§ **DOCUMENT SEGMENT**:
◇ ◇ ◇

At this stage, whoever’s left can win in multiple ways. Still, an end-to-end, transition-heavy game favors Les Bleus.
How do you decide the favorite in a match that features two teams with elite talent and contrasting but equally-effective styles of play? Well, form seems as good a metric as any, and Argentina have the advantage there.
As mentioned, the expected goals differential from each team’s knockout stage matches heavily favors La Albiceleste. Plus, in beating Croatia 3-0, Argentina seem to have gotten over their bad habit of taking their foot off the gas late and letting opponents mount comebacks. Up until that semifinal match, lackadaisical defending when closing out matches had been their biggest Achilles’ heel.

◇ ◇ ◇

§ **WHAT THE EXERCISE ASKS**:
Pick up the match preview on Argentina and Les Bleus after its last sentence and carry it forward.

§ **PROVIDED DATA**:

◇ ◇ ◇

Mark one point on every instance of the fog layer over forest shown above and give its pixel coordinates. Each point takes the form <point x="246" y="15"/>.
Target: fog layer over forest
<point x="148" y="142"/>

◇ ◇ ◇

§ **ANSWER BELOW**:
France, on the other hand, have spent the majority of their last two matches on the back foot. They got dominated in nearly every metric against England and needed a Harry Kane penalty miss to avoid extra time. Then, against Morocco, they spent most of the second half in extreme scramble mode protecting a one-goal lead until they finally found a second goal to close the door.
France’s rope-a-dope style did carry them to a World Cup triumph in 2018 and has brought them back to the mountaintop in 2022. It’s been over thirty years since a team reached back-to-back World Cup finals (ironically, Argentina were the last to do it), so clearly they're doing something right.
The thing is, usually a team can only take so many proverbial punches before getting knocked out.